- _Goal 1_:
In the Nandigram discussion below, what does Sukanta Gayen say CPM cadres have ordered everyone to do at night?
- _Goal 2_:
Carry on the Nandigram discussion below, picking up after its final sentence.

- _Document_:
-- -- --
According to Sukanta Gayen, who is still trapped in his Jambari village home, CPM cadres have ordered everyone to keep the doors of their houses open at night. “They are keeping a vigil on almost all major entry and exit points in the village. The villagers are being forced to participate in the rallies organised by them and active Bhumi Uchched Pratirodh Committee (BUPC) supporters have been slapped cash fines to the tune of several lakhs,” Gayen lamented.

Jai_Choorakkot said...

Kaangeya and others,

You will doubtless be glad to know that Dilip has written on Nandigram:
http://dcubed.blogspot.com/2007/03/drunkenness.html

regards,
Jai

Jai_Choorakkot said...

Update on Nandigram from a discussion with a few Bong friends (brief):

Trouble started when CPM guys of the village supported the notification and asked others to comply. TC backed rivals in larger numbers, evicted these guys by means more foul than fair, from that area.

Ever since there has been sporadic violence from (reportedly) both sides. After the SEZ cancellation, its now a pure 'turf war' between these formations with the area being captured and re-captured (everybody including officials using these military terminology).

Overall there is way more violence and deadlier use of force from the CPM. In this latest 'operation' police were withdrawn from the area in superb co-ordination (of the kind N.Modi is accused of) to clear the way for attackers.

---------

I agree it is interesting to speculate on how 'some sections' of the media/ blogworld would have reacted if this had occurred in that Western state but I dont think anybody here is saying that any of this has to be condoned.
-- -- --
- _Data excerpt_:
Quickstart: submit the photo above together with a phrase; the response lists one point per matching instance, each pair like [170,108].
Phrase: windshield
-- -- --
- _Written reply 1_:
Keep the doors of their houses open.

- _Written reply 2_:
Thanks,
Jai

Dilip D'Souza said...

Of course, what did I expect but evasions and distractions?

* Quttubudin Ansari is really brave and fearless to return to Gujarat despite paid relocation in the marxists Shangrila, no?

I have no idea whether he is brave or fearless, and even less idea about how that might be relevant to the point, which is, simply, justice for those killed in 2002. Period.

* we have the command of the Lord Jesus Christ in Matthew [etc]

I have no idea what the command of the LJC in Matthew is, and even less idea about how that might be relevant to the point, which is, simply, justice for those killed in 2002. Period.

* your opportunity to demonstrate your impartiality

I'm uninterested in latching on to your proferred "opportunities", and again, I have zero idea about how that might be relevant to the point, which is, simply, justice for those killed in 2002. Period.

Next time, I'd appreciate some of your own opinions, instead of someone else's cut-and-pasted.

What happened in Nandigram is nauseating. But how it is relevant to this post, I am unable to see.

Anonymous said...

What happened in Nandigram is nauseating. But how it is relevant to this post, I am unable to see
You'll be able to see if you get those secular blinkers off. You see, you find it perfectly relevant to lash out at Advani or Modi when you post about Nandigram.
It's just like that.
Relevant by context only, capish?


I have no idea whether he is brave or fearless, and even less idea about how that might be relevant to the point,
Yes, I can see that you have no idea. What a surprise!!
If we are talking about brave and fearless people, this is one dude who was begging for mercy for his life in the streets of Gujarat and is back in Gujarat today despite paid relocation.
Blog behind a computer - that's brave a fearless compared to Ansari. Do you even know who he is????


which is, simply, justice for those killed in 2002.
What the hell are all those commissions doing with about 4 years of UPA rule in India? Why blame Modi if govt of your choice can't deliver.
Justice for 2002? Justice for 1984? Any word on just for those Marad riots when you know who ruled Maharashtra? Don't bother answering - buy a mirror.

Anonymous said...

purff, anonymous, brijesh, kaangeya, and now anon123 - he-llo Ot/Raghu Reddy/RR!! your seriously talking about being brave? you, the guy who is afraid to use his name, even on my blog, the guy who regularly complains that you been ignored?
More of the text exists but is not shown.